#### Stated problem 1
Quote the codes-of-conduct post word for word, everything from "And so on. This" down to "let's just party.".
#### Stated problem 2
Extend the post on why extensive codes of conduct are good, starting after its last line.

#### Excerpt to read
:::
February 2016 Archives

Why extensive codes of conduct are good

Short version: We tried that, but it doesn't scale. Eventually the one person self-nominated as the sole arbiter of 'good behavior' can't keep up with everyone and has to delegate. When that happens, their subjects start complaining about inconsistent rules and their enforcement.

An extensive, written code allows people to have a chance of living up to that expectation, and understand what'll happen when they don't. This is especially important for volunteer-run organizations who don't have professional, paid enforcers.


Long version

The legal code is just that: code.

Worse, it's a code that is interpreted, not compiled, and how the lines are translated into actions changes a little every time you run through them. Any time the Supreme Interpreter issues a ruling on something, whole swaths of that code will be subject to new interpretations, which will have unpredictable side-effects. Side-effects that will trigger new code to try and handle the edge-cases.

The legal system as it exists in most countries is extensive, written, and impossible for one person to fully understand. This is why lawyers are hated, the legal system seems arbitrary, and anything fun always seems to be illegal. And if that wasn't enough, case-law is its own unwritten thing that handles edge-cases in the lack of a written code. It's no wonder we hate extensive codes of behavior.

That said, there are very good sociological reasons why a code-of-conduct like:

Be Excellent To Each Other

Is a bad code. Take, for example, a basic value judgment:

Murder is bad, and will be punished.

Pretty obvious, and common-sense. And unlike 'be excellent', is narrower in scope. And yet.

Is killing someone accidentally while driving still murder?
Is killing someone in self-defense in your home still murder, or something else?
What is the exact punishment for murder?
Do you punish accidental murders different than intentional ones?
Do you punish killers-of-children different than killers-of-adults?

And so on. This is how we end up with ideas like 'manslaughter' and many grades of murder, with different punishments for each. Without those umpty-hundred pages of legalese defining everything, the answer to all of the above questions would be in case law, which is inaccessible to most non-lawyers.

Short codes: Easy to understand in general. But the specifics of what it means to me are completely opaque.
Long codes: Hard to understand in general, but are much more discoverable. If I need to know what it means to me, I can find out.

Nation-states have converged on the long code for very good reasons. But what about volunteer-run organizations like SF conventions, tech-conferences, and open-source projects?

People are hard, let's just party.
:::
#### Dataset
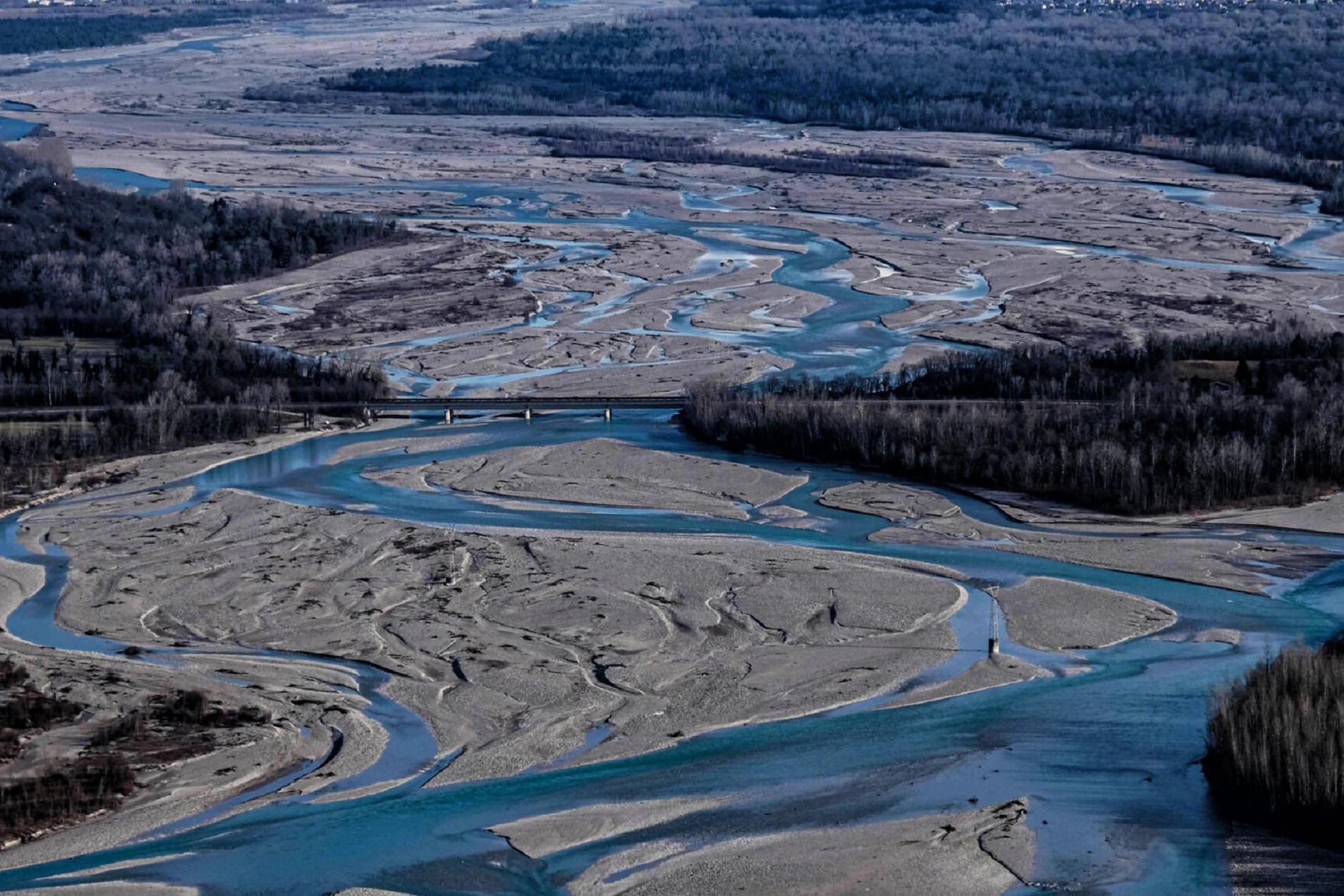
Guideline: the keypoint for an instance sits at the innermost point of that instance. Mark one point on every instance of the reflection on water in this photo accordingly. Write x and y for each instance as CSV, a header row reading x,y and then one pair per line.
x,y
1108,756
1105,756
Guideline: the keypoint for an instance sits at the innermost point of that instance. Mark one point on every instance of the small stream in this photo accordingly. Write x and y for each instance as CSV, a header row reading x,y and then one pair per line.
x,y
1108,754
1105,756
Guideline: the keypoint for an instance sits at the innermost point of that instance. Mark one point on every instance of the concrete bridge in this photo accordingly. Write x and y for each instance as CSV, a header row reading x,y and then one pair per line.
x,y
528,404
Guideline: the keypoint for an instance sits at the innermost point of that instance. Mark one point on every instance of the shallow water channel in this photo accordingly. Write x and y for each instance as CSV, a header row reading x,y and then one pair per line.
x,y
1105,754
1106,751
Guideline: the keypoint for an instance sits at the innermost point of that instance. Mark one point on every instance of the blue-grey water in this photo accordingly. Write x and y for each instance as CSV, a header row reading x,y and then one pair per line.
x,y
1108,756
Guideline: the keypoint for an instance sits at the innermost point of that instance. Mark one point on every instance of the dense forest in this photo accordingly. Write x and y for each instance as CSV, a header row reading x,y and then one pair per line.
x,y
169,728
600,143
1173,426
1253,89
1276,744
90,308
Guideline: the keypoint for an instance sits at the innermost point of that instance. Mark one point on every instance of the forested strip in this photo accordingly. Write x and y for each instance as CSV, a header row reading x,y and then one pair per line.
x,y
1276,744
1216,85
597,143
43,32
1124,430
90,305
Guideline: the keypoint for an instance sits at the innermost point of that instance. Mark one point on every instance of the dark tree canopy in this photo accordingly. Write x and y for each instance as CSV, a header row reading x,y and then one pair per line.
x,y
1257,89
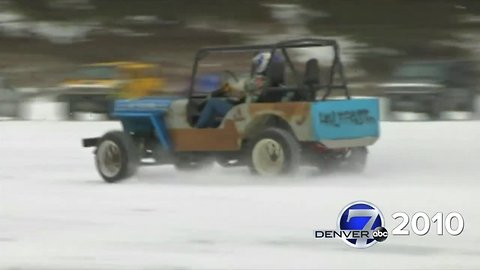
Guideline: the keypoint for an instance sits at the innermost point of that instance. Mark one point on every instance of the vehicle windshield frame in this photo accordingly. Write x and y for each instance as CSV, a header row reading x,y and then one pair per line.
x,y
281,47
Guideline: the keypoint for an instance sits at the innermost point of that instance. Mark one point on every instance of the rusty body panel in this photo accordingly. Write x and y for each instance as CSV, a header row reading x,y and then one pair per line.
:::
#### Written answer 1
And so on. This is how we end up with ideas like 'manslaughter' and many grades of murder, with different punishments for each. Without those umpty-hundred pages of legalese defining everything, the answer to all of the above questions would be in case law, which is inaccessible to most non-lawyers.

Short codes: Easy to understand in general. But the specifics of what it means to me are completely opaque.
Long codes: Hard to understand in general, but are much more discoverable. If I need to know what it means to me, I can find out.

Nation-states have converged on the long code for very good reasons. But what about volunteer-run organizations like SF conventions, tech-conferences, and open-source projects?

People are hard, let's just party.

#### Written answer 2
Unlike nation-states, volunteer-run organizations like these aren't big enough or well funded enough to have a professional enforcement arm. Relying on peer enforcement is unavoidable, as is relying on untrained people for adjudicating misconduct. These projects can and will attract people quite willing to be enforcers, and are generally the kinds of assholes we want to avoid. The people running these things almost to a person want to avoid conflict, or as it's sometimes called, DRAMA.

If one of your goals is to provide a fun place to code, party, or discuss contentious genre issues, you need a way to bounce the assholes.

Bouncing an asshole is conflict, that thing everyone wants to avoid. When the conflict becomes egregious enough to be officially noticeable, Responsible People tend to respond in a few negative ways:

  • Pretend they didn't see it, in the hopes one of the other Responsible People will notice and do something.
  • Talk themselves into thinking that it wasn't as bad as all that.
  • Pretend they're not actually a Responsible Person, and hope the complainer doesn't notice.
  • Officially notice, but wimp out on actually causing displeasure in the complainant.
  • Hide behind a committee, most of the members of which will be doing one or more of the four previous points.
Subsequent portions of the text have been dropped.